> YOUR OBJECTIVE
Here is the task for the records below: repeat exactly the lines from the one with "negative clicks: (403, 60)" to the one with "box: [324, 122, 354, 328]", both included, and nothing else.

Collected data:

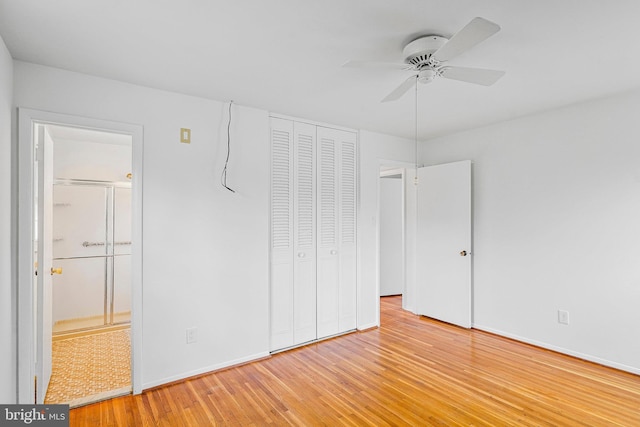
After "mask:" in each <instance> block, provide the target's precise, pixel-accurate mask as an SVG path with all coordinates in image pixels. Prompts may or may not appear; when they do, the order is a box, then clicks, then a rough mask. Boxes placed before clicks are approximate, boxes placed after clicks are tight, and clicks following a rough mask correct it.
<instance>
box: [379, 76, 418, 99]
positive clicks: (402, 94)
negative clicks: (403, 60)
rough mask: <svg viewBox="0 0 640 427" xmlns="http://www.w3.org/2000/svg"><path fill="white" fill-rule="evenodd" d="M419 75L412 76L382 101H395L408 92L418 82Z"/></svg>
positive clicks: (390, 93)
mask: <svg viewBox="0 0 640 427" xmlns="http://www.w3.org/2000/svg"><path fill="white" fill-rule="evenodd" d="M416 80H417V76H411V77H409V78H408V79H407V80H405V81H404V82H402V84H401V85H400V86H398V87H397V88H395V89H394V90H393V91H391V93H390V94H389V95H387V96H386V97H385V98H384V99H383V100H382V102H389V101H395V100H397V99H400V97H402V95H404V94H405V93H407V92H408V91H409V89H411V88H412V87H413V85H415V84H416Z"/></svg>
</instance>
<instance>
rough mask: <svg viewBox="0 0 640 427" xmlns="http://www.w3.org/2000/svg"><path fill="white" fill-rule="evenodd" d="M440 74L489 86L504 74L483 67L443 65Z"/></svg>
mask: <svg viewBox="0 0 640 427" xmlns="http://www.w3.org/2000/svg"><path fill="white" fill-rule="evenodd" d="M440 72H441V74H440V75H441V76H442V77H444V78H446V79H452V80H460V81H463V82H469V83H475V84H477V85H483V86H491V85H492V84H494V83H495V82H497V81H498V80H499V79H500V77H502V76H504V71H498V70H486V69H484V68H468V67H443V68H441V69H440Z"/></svg>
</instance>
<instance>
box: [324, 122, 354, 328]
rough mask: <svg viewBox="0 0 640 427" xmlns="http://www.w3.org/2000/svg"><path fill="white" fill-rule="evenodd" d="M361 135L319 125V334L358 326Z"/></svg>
mask: <svg viewBox="0 0 640 427" xmlns="http://www.w3.org/2000/svg"><path fill="white" fill-rule="evenodd" d="M355 150H356V135H355V133H353V132H347V131H342V130H336V129H329V128H324V127H318V265H317V270H318V276H317V277H318V280H317V287H318V292H317V294H318V338H324V337H327V336H331V335H335V334H338V333H341V332H346V331H348V330H351V329H354V328H355V327H356V324H355V320H356V281H355V277H356V275H355V274H356V252H355V248H356V246H355V243H356V228H355V227H356V223H355V221H356V217H355V215H356V151H355Z"/></svg>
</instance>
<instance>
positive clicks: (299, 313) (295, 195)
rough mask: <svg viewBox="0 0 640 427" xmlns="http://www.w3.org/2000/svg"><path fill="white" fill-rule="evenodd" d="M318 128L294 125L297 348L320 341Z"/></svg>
mask: <svg viewBox="0 0 640 427" xmlns="http://www.w3.org/2000/svg"><path fill="white" fill-rule="evenodd" d="M315 147H316V127H315V126H313V125H309V124H306V123H298V122H295V123H294V203H293V206H294V209H293V211H294V232H293V235H294V246H295V250H294V256H293V265H294V279H293V318H294V320H293V325H294V333H293V340H294V344H301V343H304V342H307V341H311V340H314V339H316V220H315V218H316V191H315V190H316V189H315V187H316V153H315Z"/></svg>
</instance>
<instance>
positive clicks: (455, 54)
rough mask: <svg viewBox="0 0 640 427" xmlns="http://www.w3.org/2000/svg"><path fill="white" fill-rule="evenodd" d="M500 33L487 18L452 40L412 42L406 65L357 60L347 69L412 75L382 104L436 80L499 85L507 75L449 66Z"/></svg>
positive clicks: (385, 97) (467, 27)
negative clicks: (500, 80) (349, 67)
mask: <svg viewBox="0 0 640 427" xmlns="http://www.w3.org/2000/svg"><path fill="white" fill-rule="evenodd" d="M498 31H500V26H499V25H497V24H495V23H493V22H491V21H488V20H486V19H484V18H480V17H478V18H474V19H472V20H471V21H470V22H469V23H468V24H467V25H465V26H464V27H463V28H462V29H461V30H460V31H458V32H457V33H456V34H454V35H453V37H451V38H450V39H448V38H446V37H442V36H439V35H435V34H432V35H427V36H422V37H419V38H417V39H415V40H413V41H411V42H409V43H408V44H407V45H406V46H405V47H404V49H403V50H402V54H403V56H404V64H394V63H385V62H370V61H360V60H354V61H349V62H347V63H346V64H345V65H344V66H345V67H351V68H387V69H389V68H390V69H399V70H404V71H411V72H412V73H413V74H412V75H411V76H410V77H409V78H407V79H406V80H405V81H404V82H403V83H402V84H401V85H400V86H398V87H397V88H396V89H394V90H393V91H392V92H391V93H390V94H389V95H387V96H386V97H385V98H384V99H383V100H382V102H388V101H395V100H397V99H399V98H400V97H402V96H403V95H404V94H405V93H406V92H408V91H409V89H411V88H412V87H413V85H414V84H417V83H418V82H419V83H431V82H432V81H433V80H434V79H435V78H436V77H443V78H446V79H451V80H458V81H463V82H467V83H473V84H477V85H483V86H491V85H492V84H494V83H495V82H497V81H498V80H499V79H500V78H501V77H502V76H503V75H504V71H498V70H487V69H482V68H469V67H458V66H452V65H446V64H445V63H446V62H447V61H449V60H450V59H452V58H454V57H456V56H458V55H460V54H461V53H463V52H466V51H467V50H469V49H471V48H472V47H474V46H475V45H477V44H479V43H481V42H482V41H484V40H486V39H487V38H489V37H491V36H492V35H494V34H495V33H497V32H498Z"/></svg>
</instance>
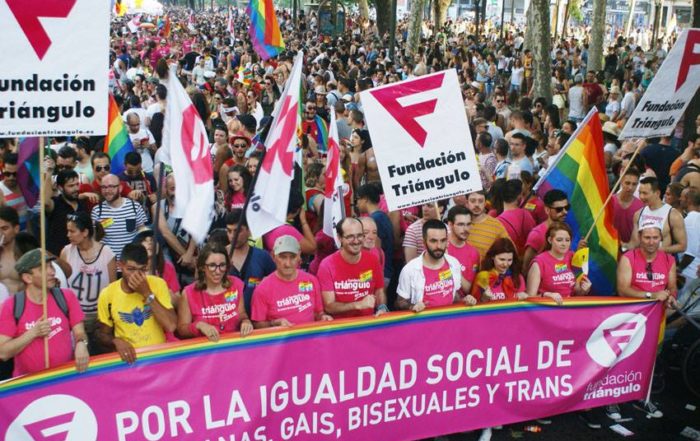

> FINISHED EXERCISE
negative clicks: (403, 60)
rough mask: <svg viewBox="0 0 640 427" xmlns="http://www.w3.org/2000/svg"><path fill="white" fill-rule="evenodd" d="M419 75L412 76L382 101H395L408 92L418 82Z"/></svg>
positive clicks: (390, 93)
mask: <svg viewBox="0 0 640 427" xmlns="http://www.w3.org/2000/svg"><path fill="white" fill-rule="evenodd" d="M416 80H417V76H411V77H409V78H408V79H407V80H405V81H404V82H402V84H401V85H400V86H398V87H397V88H395V89H394V90H393V91H391V93H390V94H389V95H387V96H386V97H385V98H384V99H383V100H382V102H389V101H395V100H397V99H400V97H402V95H404V94H405V93H407V92H408V91H409V89H411V88H412V87H413V85H415V84H416Z"/></svg>
</instance>
<instance>
rough mask: <svg viewBox="0 0 640 427" xmlns="http://www.w3.org/2000/svg"><path fill="white" fill-rule="evenodd" d="M440 74L489 86L504 74L483 67L443 65Z"/></svg>
mask: <svg viewBox="0 0 640 427" xmlns="http://www.w3.org/2000/svg"><path fill="white" fill-rule="evenodd" d="M440 72H441V74H440V75H441V76H442V77H444V78H446V79H452V80H460V81H463V82H469V83H475V84H477V85H483V86H491V85H492V84H494V83H495V82H497V81H498V80H499V79H500V77H502V76H504V71H498V70H486V69H484V68H468V67H443V68H441V69H440Z"/></svg>
</instance>
<instance>
box: [324, 122, 354, 328]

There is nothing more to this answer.